== Records for processing

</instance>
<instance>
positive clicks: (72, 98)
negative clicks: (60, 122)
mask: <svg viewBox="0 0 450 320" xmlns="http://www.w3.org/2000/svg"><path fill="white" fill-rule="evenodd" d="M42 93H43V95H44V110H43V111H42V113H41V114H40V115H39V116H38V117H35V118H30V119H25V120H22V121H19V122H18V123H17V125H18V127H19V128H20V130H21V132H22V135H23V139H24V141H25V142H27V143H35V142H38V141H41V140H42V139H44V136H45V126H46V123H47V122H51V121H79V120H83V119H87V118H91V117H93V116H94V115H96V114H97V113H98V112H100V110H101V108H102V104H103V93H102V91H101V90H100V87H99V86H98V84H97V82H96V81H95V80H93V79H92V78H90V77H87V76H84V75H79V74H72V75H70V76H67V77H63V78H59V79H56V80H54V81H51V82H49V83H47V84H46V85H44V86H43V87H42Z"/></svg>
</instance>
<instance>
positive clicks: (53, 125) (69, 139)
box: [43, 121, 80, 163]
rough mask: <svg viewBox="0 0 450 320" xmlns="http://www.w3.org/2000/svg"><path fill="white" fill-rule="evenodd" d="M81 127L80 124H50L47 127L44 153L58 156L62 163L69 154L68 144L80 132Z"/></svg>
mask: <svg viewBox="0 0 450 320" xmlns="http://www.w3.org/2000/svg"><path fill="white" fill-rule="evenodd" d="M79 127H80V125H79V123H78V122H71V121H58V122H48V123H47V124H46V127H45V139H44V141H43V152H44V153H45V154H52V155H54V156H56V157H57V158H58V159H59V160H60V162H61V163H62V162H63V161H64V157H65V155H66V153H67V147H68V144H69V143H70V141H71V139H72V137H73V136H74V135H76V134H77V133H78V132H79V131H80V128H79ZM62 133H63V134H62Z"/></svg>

====

Requirement
Convert the items, starting at the first line and ending with the line that contains "negative clicks: (60, 122)", into a Markdown table with the columns Row and Item line. Skip any blank lines.

Task output
| Row | Item line |
|---|---|
| 1 | </instance> |
| 2 | <instance> |
| 3 | positive clicks: (72, 98) |
| 4 | negative clicks: (60, 122) |